課題 –
**1.** APLのタッチ処理に関する本文について、次の問いに答えてください。
(a) 環境として記されているask-sdk-coreのバージョンは何ですか。
(b) Echo ShowやEcho Spotで画面タッチ処理をAPLで行う場合、何を使って実装すると述べられていますか。
(c) document/apl_doc_top.jsonで"skillName"に設定されている文字列は何ですか。
**2.** APLのタッチ処理に関する本文の続きを、最後に示された箇所の後から書いてください。

本文 –

########

Echo Showが発売されスマートディスプレイが盛り上がってまいりました。
先日発表されたAPL(Alexa Presentation Language)を使えば音声と視覚の両方を抑えたスキルの開発ができます。
APLでのタッチ処理について解説します。

2019/01/17 APL有効化に関する記述を追記(@zono_0 さんご指摘ありがとうございました！)

完成動画

APL（Alexa Presentation Language）のタッチ処理を実装してみた#alexa #apl pic.twitter.com/M3rewzxi2w
— がおまる@スマートスピーカーアプリ開発入門発売中！ (@gaomar) 2018年12月17日

環境

ask-sdk-core v2.3.0
ask-sdk-model v1.9.0

1. APLを有効化する

alexa developer consoleにあるインターフェースのDisplayインターフェースとAlexa Presentation Languageをそれぞれ有効にしておきます。そうしないとうまく反応が返ってきませんので注意しましょう。

2. タッチ処理実装

Echo ShowやEcho Spotで画面タッチ処理をAPLで行う場合はTouchWrapperというものを使って実装します。
TouchWrapperに関する詳しいドキュメントはコチラをご確認ください。

2-1. documentの記述

以下はAPLのdocumentの記述例です。これはデザインの側の実装です。
Sequenceでリストの表示をしています。TouchWarapperの子アイテムでタッチする対象のものを記述する形です。
argumentsでどのボタンが押されたか分かるようになっています。

document/apl_doc_top.json

{
    "type": "APL",
    "version": "1.0",
    "theme": "dark",
    "import": [
        {
            "name": "alexa-layouts",
            "version": "1.0.0"
        }
    ],
    "resources": [
        {
            "strings": {
                "skillName": "アイエンター受付システム",
                "menuText": "該当するメニューをタップしてください。"
            }
        }
    ],
    "styles": {},
    "layouts": {},
    "mainTemplate": {
        "parameters": [
            "payload"

########

提供データ –

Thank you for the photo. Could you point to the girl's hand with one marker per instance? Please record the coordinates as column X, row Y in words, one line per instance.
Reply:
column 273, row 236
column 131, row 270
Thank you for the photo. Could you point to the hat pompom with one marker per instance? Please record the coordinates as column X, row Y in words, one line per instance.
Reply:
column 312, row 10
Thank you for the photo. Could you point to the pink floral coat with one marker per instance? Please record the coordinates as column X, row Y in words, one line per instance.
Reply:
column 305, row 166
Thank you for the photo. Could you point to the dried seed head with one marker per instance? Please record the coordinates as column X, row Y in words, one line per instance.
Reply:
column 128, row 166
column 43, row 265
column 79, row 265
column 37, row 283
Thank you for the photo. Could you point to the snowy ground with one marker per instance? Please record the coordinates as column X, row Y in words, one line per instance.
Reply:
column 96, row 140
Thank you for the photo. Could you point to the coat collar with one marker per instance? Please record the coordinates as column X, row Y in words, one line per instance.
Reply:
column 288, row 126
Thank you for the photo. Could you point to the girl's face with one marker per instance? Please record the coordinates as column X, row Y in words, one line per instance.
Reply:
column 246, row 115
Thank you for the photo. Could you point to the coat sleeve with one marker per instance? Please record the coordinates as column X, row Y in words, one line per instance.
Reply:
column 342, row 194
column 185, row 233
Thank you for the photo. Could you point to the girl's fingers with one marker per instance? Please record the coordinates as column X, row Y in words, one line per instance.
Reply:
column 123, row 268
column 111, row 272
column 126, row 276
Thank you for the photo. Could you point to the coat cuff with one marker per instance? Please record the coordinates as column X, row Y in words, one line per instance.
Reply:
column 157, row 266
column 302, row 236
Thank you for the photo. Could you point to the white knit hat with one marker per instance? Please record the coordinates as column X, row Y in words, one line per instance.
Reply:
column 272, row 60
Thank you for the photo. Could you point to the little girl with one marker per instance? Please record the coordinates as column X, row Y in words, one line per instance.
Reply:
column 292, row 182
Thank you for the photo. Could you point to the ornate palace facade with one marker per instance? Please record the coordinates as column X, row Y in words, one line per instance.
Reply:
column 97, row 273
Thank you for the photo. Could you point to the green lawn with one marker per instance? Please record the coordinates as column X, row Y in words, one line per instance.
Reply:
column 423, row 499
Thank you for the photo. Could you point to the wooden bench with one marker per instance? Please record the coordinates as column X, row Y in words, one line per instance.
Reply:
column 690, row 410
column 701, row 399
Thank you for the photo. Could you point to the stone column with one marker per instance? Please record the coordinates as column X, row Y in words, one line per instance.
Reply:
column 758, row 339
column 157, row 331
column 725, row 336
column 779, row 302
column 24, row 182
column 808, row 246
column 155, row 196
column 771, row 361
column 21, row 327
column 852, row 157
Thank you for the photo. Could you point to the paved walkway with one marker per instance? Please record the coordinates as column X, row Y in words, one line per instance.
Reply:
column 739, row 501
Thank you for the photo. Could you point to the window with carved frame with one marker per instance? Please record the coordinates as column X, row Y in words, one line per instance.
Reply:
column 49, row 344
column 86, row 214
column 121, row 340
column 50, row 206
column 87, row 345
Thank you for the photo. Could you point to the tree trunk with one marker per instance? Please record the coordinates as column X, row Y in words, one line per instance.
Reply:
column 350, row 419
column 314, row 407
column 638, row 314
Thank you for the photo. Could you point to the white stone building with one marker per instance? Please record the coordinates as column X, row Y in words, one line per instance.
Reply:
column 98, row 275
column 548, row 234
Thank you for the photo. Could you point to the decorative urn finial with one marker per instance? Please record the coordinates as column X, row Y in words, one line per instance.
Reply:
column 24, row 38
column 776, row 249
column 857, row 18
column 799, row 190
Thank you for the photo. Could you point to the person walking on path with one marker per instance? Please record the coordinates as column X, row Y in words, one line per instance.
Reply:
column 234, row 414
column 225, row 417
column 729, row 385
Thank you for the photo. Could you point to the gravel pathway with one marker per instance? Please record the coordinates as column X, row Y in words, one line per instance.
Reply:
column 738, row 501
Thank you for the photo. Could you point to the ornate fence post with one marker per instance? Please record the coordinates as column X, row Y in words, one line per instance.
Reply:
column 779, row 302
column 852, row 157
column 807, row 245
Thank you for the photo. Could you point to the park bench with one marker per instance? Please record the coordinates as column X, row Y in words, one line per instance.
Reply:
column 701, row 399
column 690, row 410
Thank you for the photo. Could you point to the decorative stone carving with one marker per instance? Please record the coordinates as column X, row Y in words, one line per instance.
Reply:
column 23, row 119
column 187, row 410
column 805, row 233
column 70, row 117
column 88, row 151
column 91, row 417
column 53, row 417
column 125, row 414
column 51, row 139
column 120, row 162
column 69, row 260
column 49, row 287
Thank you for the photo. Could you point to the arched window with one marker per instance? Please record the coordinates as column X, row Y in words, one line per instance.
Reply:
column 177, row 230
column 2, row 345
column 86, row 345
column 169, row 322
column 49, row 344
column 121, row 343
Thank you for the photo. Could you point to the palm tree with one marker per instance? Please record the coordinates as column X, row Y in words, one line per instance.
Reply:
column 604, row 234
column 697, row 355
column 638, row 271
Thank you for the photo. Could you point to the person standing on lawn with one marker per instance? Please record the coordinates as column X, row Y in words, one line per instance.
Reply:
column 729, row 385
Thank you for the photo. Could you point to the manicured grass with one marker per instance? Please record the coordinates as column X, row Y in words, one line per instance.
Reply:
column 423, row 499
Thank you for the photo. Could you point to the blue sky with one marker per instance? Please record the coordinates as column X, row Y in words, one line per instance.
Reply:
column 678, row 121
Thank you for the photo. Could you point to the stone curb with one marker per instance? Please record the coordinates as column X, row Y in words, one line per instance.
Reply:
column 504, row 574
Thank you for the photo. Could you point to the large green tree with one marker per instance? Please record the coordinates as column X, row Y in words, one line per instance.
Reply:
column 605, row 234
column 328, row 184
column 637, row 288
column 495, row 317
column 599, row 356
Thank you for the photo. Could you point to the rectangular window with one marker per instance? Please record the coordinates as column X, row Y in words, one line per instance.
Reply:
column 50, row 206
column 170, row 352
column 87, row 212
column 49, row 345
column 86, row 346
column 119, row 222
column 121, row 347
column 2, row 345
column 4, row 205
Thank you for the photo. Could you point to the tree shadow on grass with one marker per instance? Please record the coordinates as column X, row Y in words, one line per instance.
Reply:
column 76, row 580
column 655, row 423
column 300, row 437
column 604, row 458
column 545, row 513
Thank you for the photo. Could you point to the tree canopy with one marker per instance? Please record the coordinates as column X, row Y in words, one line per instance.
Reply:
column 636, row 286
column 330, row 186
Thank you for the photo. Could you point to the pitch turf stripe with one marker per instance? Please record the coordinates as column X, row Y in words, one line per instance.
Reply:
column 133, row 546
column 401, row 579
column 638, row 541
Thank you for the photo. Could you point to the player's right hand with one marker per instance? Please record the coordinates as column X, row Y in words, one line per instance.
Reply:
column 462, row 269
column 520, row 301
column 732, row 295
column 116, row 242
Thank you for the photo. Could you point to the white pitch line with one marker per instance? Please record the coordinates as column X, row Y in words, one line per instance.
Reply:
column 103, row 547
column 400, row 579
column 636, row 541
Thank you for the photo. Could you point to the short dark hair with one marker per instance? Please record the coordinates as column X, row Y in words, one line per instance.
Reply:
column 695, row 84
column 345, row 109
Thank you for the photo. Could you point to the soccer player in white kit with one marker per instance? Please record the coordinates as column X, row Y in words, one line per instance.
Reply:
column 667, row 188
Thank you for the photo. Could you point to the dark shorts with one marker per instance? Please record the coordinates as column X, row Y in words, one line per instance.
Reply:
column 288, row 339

########

順番どおりの回答 –
**1.**
(a) v2.3.0
(b) TouchWrapper
(c) アイエンター受付システム

**2.**
        ],
        "items": [
            {
                "type": "Container",
                "direction": "column",
                "items": [
                    {
                        "type": "Frame",
                        "width": "100vw",
                        "height": "100vh",
                        "backgroundColor": "#999999"
                    },
                    {
                        "type": "Frame",
                        "width": "100vw",
                        "height": "15vh",
                        "backgroundColor": "#b52e29",
                        "position": "absolute"
                    },
                    {
                        "type": "Container",
                        "position": "absolute",
                        "items": [
                            {
                                "type": "Text",
                                "text": "@skillName",
                                "height": "15vh",
                                "paddingLeft": "4vw",
                                "textAlignVertical": "center"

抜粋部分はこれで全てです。